• **Dataset rows**
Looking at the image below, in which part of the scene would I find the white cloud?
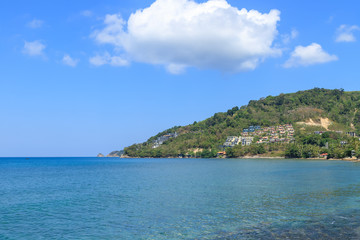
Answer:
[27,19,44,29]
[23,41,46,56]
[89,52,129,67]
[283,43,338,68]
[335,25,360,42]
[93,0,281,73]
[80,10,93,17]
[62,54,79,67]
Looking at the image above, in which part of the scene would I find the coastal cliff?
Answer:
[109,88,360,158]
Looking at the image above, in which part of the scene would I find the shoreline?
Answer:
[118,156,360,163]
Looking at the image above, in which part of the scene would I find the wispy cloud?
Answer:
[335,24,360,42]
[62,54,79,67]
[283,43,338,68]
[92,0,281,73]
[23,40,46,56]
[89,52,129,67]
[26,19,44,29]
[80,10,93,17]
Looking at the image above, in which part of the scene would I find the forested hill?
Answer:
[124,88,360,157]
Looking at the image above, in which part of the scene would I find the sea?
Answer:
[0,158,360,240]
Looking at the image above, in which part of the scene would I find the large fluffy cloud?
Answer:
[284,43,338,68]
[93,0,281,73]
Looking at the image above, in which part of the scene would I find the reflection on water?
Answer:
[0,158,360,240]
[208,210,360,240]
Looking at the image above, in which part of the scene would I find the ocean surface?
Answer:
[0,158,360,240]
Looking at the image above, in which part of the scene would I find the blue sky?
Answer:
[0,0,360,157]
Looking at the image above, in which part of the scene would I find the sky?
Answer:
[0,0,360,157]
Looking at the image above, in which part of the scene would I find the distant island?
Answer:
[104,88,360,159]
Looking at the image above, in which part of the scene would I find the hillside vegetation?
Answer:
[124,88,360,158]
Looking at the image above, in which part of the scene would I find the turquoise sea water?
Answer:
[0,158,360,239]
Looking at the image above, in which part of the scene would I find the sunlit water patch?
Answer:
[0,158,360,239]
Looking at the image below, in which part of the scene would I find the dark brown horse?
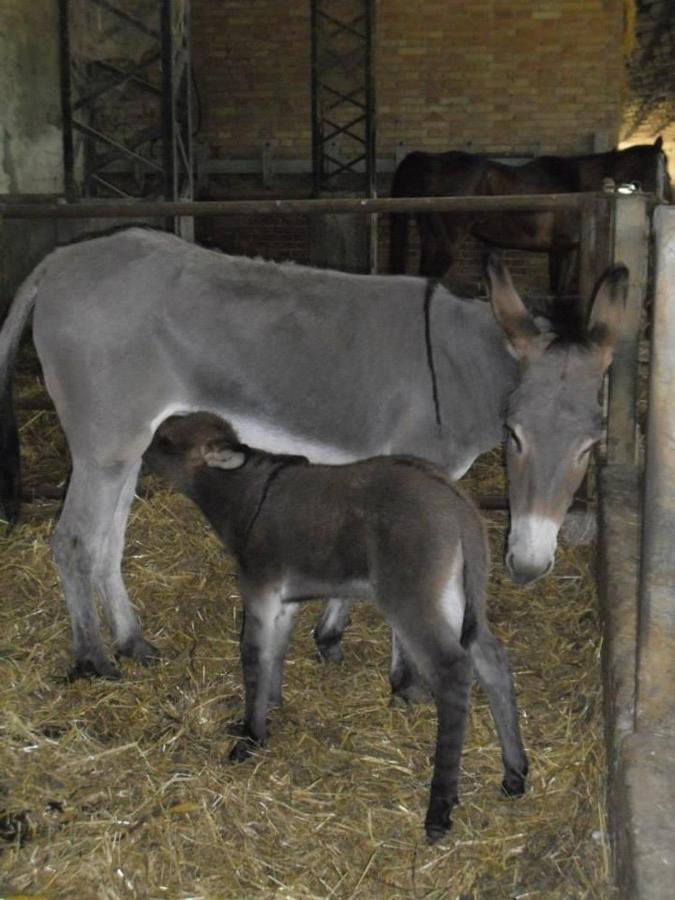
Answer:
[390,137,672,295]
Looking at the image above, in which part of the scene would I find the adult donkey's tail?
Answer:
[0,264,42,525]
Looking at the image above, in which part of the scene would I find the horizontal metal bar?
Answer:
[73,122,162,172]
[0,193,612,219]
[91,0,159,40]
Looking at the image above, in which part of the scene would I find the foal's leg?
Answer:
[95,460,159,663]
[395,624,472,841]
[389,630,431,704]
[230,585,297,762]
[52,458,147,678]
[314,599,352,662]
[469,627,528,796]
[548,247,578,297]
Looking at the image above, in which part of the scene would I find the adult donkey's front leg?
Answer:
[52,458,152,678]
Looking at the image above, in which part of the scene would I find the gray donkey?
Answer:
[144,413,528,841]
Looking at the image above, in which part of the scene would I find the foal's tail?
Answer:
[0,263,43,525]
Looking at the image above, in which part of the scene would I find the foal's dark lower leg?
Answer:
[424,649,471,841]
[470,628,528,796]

---

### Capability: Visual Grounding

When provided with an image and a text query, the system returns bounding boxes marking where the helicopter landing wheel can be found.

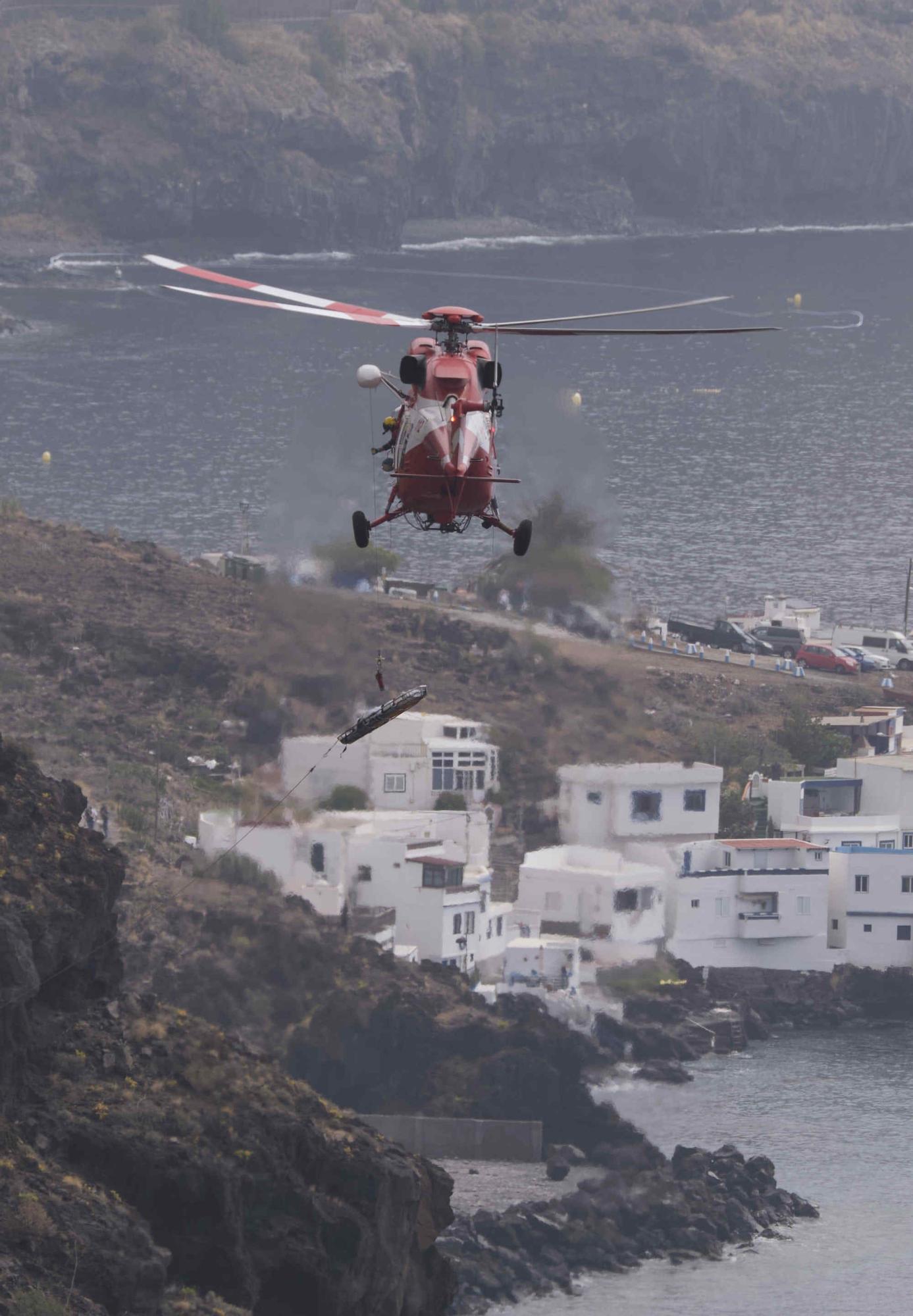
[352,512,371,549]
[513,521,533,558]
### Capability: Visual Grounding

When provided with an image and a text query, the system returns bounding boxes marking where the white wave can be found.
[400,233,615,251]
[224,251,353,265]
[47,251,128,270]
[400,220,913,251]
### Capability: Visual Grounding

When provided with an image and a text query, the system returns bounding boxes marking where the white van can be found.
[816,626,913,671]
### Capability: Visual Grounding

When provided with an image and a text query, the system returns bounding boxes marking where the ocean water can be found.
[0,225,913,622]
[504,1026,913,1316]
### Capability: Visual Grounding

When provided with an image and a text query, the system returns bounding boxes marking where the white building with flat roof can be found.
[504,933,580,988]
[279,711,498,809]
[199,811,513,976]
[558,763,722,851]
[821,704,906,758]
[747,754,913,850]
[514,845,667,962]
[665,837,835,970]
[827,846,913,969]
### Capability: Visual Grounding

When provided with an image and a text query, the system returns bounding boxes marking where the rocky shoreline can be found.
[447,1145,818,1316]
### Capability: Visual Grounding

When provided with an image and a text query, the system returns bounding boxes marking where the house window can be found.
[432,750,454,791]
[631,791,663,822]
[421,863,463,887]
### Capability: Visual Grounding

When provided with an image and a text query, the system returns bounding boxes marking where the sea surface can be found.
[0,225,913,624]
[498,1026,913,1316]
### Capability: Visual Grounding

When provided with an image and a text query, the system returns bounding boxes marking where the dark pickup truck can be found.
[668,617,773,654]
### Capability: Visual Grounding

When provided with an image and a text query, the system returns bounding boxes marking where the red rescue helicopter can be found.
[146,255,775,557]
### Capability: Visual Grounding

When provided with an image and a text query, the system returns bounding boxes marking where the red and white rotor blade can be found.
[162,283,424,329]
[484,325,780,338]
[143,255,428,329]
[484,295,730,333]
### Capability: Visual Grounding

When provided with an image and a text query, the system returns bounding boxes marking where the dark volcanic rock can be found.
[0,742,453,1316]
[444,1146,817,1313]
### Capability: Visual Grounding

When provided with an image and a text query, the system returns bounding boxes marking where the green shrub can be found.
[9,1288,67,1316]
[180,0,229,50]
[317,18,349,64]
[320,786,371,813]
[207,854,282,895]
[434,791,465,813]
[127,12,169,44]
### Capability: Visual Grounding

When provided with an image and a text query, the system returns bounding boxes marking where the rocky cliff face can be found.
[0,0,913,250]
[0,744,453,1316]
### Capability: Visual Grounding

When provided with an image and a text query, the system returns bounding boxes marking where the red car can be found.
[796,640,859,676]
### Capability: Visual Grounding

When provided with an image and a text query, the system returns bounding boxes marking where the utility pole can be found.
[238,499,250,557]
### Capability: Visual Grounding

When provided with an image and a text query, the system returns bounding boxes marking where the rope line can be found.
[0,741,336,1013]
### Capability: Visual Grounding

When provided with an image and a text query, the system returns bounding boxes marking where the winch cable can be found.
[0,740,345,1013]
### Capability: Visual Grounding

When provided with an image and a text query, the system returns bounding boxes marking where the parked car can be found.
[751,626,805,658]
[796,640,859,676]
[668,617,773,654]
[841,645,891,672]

...

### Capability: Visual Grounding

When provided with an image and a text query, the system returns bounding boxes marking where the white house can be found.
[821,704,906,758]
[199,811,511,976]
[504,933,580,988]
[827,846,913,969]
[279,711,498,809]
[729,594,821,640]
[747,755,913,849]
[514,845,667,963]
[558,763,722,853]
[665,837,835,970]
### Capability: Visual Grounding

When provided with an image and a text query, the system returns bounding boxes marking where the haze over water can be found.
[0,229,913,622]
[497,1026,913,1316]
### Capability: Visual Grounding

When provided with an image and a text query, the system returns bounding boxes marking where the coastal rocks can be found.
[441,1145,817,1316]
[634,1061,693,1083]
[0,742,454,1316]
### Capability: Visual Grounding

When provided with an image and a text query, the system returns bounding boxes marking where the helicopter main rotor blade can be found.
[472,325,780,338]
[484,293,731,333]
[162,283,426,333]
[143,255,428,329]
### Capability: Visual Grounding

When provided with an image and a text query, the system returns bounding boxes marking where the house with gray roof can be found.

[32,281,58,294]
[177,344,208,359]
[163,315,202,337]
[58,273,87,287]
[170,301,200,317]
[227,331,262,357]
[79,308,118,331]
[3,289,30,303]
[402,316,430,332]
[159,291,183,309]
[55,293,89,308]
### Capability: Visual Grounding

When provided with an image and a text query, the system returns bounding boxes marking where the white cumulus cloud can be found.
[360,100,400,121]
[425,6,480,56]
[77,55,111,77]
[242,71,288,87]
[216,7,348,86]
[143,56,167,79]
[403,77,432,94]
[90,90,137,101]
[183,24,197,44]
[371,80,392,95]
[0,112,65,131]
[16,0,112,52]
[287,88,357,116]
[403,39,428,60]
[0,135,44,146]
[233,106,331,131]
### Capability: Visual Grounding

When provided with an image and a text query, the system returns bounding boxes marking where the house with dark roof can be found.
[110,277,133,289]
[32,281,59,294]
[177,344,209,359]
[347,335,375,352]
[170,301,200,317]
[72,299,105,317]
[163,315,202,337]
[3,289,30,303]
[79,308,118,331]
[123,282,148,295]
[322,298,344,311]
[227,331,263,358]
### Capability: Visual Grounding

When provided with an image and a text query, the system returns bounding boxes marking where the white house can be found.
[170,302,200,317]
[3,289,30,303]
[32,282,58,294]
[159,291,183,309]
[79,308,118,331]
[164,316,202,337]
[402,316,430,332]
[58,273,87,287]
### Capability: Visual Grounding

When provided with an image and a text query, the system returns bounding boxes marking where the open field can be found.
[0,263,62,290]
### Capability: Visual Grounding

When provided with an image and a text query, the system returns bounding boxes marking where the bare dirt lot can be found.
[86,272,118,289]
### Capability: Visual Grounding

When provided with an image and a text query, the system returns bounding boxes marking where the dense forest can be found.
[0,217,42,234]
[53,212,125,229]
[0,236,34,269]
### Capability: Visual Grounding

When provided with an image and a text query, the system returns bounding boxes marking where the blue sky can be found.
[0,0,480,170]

• **The problem**
Gather every line of the listing above that contains the word "coastal" and copy each one out. Treat the match as case-sensitive.

• **The response**
Looking at the image above, in which part of the scene would I find the coastal cliff?
When provided with an image and a text query, the system returns bounding boxes marking where the coastal rocks can be found.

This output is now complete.